**STATED PROBLEM A:**
In the forum thread, which day of the week does Milkweed Seed say viewers keep tuning in to the show?

**TEXT SHOWN:**
★ ★ ★ ★ ★ ★ ★
# wisconsin woodchucks



## dbl612 (Feb 18, 2013)

all i can say is amazing. how do people with no demo experience get to take down a structure of that size. we should have a contest to count the safety violations or how long before the bosslady has a nervous breakdown. trying to be capitalists with no capitol.


----------



## pioneergunner (Feb 18, 2013)

*Bosslady*

Bosslady is annoying and i wish they would just cut that part out and show more Shelby and his hot blond helper!


----------



## dbl612 (Feb 18, 2013)

pioneergunner said:


> Bosslady is annoying and i wish they would just cut that part out and show more Shelby and his hot blond helper!



i think they should get the bosslady up in the air on the cupola sections that they are cutting off and there would be a lot less screaming for everyone to hurry up.


----------



## Milkweed Seed (Feb 24, 2013)

They should drop a side of that building on dingbat and leave it on her there:angry2: that crevis Can't Understand Normal Thinking


----------



## bigcat (Feb 25, 2013)

I can't believe OSHA is not just parked on the job?


----------



## Milkweed Seed (Feb 25, 2013)

OSHA isn't there because it's a movie set not a work site.... It's scripted 100%


----------



## mybowtie (Feb 25, 2013)

Milkweed Seed said:


> OSHA isn't there because it's a movie set not a work site.... It's scripted 100%



The whole show is a joke, and fake...


----------



## Milkweed Seed (Feb 25, 2013)

mybowtie said:


> The whole show is a joke, and fake...



Yeah but we #######s keep tunning in every Sunday cause it's more entertaining than all the other fake programs on tv:msp_sneaky:


----------



## mikey517 (Feb 25, 2013)

Milkweed Seed said:


> Yeah but we #######s keep tunning in every Sunday cause it's more entertaining than all the other fake programs on tv:msp_sneaky:



Walking Dead is better....so was Downton Abbey (don't laugh!)

And they both air at the same time slot as Ax...


----------
★ ★ ★ ★ ★ ★ ★
**DATA TO PROCESS:**

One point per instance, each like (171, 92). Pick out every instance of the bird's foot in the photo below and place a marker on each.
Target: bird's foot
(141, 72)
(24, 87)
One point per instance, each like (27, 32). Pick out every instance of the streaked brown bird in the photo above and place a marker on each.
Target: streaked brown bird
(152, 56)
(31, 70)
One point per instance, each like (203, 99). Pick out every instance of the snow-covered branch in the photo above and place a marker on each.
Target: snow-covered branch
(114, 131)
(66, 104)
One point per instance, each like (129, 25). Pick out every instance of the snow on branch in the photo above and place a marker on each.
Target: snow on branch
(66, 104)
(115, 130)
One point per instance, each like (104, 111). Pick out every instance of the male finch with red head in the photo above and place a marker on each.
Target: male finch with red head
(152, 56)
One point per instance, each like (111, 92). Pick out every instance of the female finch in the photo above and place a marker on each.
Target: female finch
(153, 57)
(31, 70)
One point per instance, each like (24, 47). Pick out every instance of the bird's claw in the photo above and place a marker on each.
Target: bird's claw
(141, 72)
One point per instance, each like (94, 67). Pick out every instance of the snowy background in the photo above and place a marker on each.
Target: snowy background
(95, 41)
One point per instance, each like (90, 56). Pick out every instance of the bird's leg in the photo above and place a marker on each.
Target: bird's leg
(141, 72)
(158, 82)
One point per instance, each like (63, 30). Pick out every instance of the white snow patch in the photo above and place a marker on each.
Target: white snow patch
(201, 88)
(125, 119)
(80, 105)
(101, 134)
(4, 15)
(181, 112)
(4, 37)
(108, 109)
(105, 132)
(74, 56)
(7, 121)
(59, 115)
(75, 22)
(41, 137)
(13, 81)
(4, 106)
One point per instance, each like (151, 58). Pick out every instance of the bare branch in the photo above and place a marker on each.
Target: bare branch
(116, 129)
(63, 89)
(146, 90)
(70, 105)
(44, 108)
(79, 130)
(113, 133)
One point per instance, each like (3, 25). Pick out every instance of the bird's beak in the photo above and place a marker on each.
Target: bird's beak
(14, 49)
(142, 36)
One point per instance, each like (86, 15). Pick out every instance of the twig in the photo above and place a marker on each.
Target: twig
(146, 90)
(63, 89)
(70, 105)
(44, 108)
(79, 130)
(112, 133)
★ ★ ★ ★ ★ ★ ★
**STATED PROBLEM B:**
How many lines of the entries above contain the string "streaked"? Case counts, and the reply should be only the number.

**FULL RESPONSE A:**
Sunday

**FULL RESPONSE B:**
2